*Problem description*.
Copy out each line of the material below with no changes.

⁂

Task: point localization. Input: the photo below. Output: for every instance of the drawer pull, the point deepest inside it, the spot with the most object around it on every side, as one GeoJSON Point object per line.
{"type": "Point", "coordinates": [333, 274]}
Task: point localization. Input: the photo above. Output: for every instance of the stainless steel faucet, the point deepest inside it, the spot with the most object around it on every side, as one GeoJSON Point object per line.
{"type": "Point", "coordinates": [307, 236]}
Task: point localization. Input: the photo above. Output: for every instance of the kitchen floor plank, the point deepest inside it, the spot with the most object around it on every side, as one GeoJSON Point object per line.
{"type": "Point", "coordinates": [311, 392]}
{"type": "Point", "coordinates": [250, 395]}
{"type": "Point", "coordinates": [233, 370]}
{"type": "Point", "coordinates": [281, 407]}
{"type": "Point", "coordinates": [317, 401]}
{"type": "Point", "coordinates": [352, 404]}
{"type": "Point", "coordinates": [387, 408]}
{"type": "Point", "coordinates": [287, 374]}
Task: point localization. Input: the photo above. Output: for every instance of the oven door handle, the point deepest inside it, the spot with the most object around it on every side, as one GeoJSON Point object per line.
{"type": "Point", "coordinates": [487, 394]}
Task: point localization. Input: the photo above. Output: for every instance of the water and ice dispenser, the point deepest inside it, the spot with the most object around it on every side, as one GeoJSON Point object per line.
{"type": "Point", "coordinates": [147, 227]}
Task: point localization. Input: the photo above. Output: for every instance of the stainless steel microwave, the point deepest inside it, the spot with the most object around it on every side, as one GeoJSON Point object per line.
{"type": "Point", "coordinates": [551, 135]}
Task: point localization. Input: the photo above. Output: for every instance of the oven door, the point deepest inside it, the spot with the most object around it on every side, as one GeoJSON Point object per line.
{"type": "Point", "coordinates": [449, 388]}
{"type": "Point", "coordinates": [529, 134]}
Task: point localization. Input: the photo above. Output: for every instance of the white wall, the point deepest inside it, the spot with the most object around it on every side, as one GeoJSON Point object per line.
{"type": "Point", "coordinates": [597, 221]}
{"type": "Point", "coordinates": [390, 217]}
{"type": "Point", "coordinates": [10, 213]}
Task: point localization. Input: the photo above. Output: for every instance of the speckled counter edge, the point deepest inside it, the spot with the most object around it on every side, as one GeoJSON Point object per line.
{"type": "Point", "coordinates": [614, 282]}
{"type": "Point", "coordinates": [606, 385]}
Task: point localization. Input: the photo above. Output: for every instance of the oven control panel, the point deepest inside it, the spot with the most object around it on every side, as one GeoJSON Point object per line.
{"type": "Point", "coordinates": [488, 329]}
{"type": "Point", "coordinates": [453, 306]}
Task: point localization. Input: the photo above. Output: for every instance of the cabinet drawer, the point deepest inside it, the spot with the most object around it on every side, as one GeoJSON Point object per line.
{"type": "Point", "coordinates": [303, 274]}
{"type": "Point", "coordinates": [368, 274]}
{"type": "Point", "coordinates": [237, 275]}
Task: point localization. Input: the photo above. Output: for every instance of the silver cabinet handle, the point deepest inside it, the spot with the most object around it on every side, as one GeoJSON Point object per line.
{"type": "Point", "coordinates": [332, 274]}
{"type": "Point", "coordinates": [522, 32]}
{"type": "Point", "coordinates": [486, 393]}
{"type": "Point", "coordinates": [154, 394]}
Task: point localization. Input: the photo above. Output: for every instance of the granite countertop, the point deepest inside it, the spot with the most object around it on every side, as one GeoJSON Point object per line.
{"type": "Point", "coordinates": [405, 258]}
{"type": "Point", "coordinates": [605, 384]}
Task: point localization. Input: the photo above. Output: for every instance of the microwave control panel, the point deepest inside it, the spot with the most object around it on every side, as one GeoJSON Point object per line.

⁂

*Correct output*.
Task: point localization. Input: the photo below. Output: for every instance of the drawer pull, the point deepest inside it, the spot with the most object around it on every side, as one GeoJSON Point object per line.
{"type": "Point", "coordinates": [333, 274]}
Task: point localization. Input: the photo above. Output: for every instance of the stainless steel faucet, the point deepest inside it, the spot with the most object around it on every side, as one GeoJSON Point object per line.
{"type": "Point", "coordinates": [307, 236]}
Task: point localization. Input: the photo above. Output: for every instance of the kitchen floor plank, the point deepest inside it, the spot with the most object around it on every side, as one GeoJSON Point object per line.
{"type": "Point", "coordinates": [311, 392]}
{"type": "Point", "coordinates": [250, 395]}
{"type": "Point", "coordinates": [233, 370]}
{"type": "Point", "coordinates": [281, 407]}
{"type": "Point", "coordinates": [317, 401]}
{"type": "Point", "coordinates": [352, 404]}
{"type": "Point", "coordinates": [387, 408]}
{"type": "Point", "coordinates": [287, 374]}
Task: point localization. Input: the photo above. Output: for every instance of the oven door handle, the point deepest inside it, the spot with the most object around it on every side, as one GeoJSON Point object per line.
{"type": "Point", "coordinates": [487, 394]}
Task: point localization. Input: the photo above. Output: for every instance of the water and ice dispenser, the point deepest inside it, the spot with the most object around it on every side, as one GeoJSON Point object per line.
{"type": "Point", "coordinates": [147, 227]}
Task: point localization. Input: the photo above. Output: for every instance of the stainless steel microwave, the point deepest inside it, the spot with the most object around it on every side, as one GeoJSON Point object per line.
{"type": "Point", "coordinates": [551, 135]}
Task: point localization. Input: the photo above. Output: for every instance of the oven door, the point deepest inside it, the spot with the most object around it on every side, as one GeoJSON Point object per line.
{"type": "Point", "coordinates": [449, 388]}
{"type": "Point", "coordinates": [529, 134]}
Task: point localization. Input: the photo above. Output: for every instance of the white wall, the point deepest inside it, the spot with the most object around it on every side, as one GeoJSON Point object per line.
{"type": "Point", "coordinates": [597, 221]}
{"type": "Point", "coordinates": [390, 217]}
{"type": "Point", "coordinates": [10, 213]}
Task: point localization. Input: the photo above. Output: for every instance of the speckled counter edge, the point deepest inside it, the spot with the most object around it on every side, as one GeoJSON Point object per line.
{"type": "Point", "coordinates": [614, 282]}
{"type": "Point", "coordinates": [606, 385]}
Task: point localization. Input: the photo above. Output: for every instance of the oven control panel, the point deepest inside it, the spot with the most object around it on every side, as one GeoJSON Point object per line.
{"type": "Point", "coordinates": [488, 329]}
{"type": "Point", "coordinates": [453, 306]}
Task: point localization. Input: the photo above. Output: for every instance of the cabinet drawer, the point deepest inside it, the spot with the most object around it on every side, as one GeoJSON Point object per line.
{"type": "Point", "coordinates": [303, 274]}
{"type": "Point", "coordinates": [368, 274]}
{"type": "Point", "coordinates": [237, 275]}
Task: point localization. Input: the photo above. Output: for every instance of the silver cabinet handle, the point deepest inside it, the spot with the most object around it on every side, as one GeoJSON Point object per line.
{"type": "Point", "coordinates": [332, 274]}
{"type": "Point", "coordinates": [522, 32]}
{"type": "Point", "coordinates": [486, 393]}
{"type": "Point", "coordinates": [154, 394]}
Task: point localization. Input: the photo above. Output: for every instance of the granite countertop, the point deepest inside it, the spot with the most object around it on every side, as one GeoJSON Point object per line.
{"type": "Point", "coordinates": [405, 258]}
{"type": "Point", "coordinates": [605, 384]}
Task: point localization. Input: the photo above. Output: for every instance of the microwave control panel, the point deepest inside it, the spot with the most object around it on every side, as one GeoJSON Point object per line.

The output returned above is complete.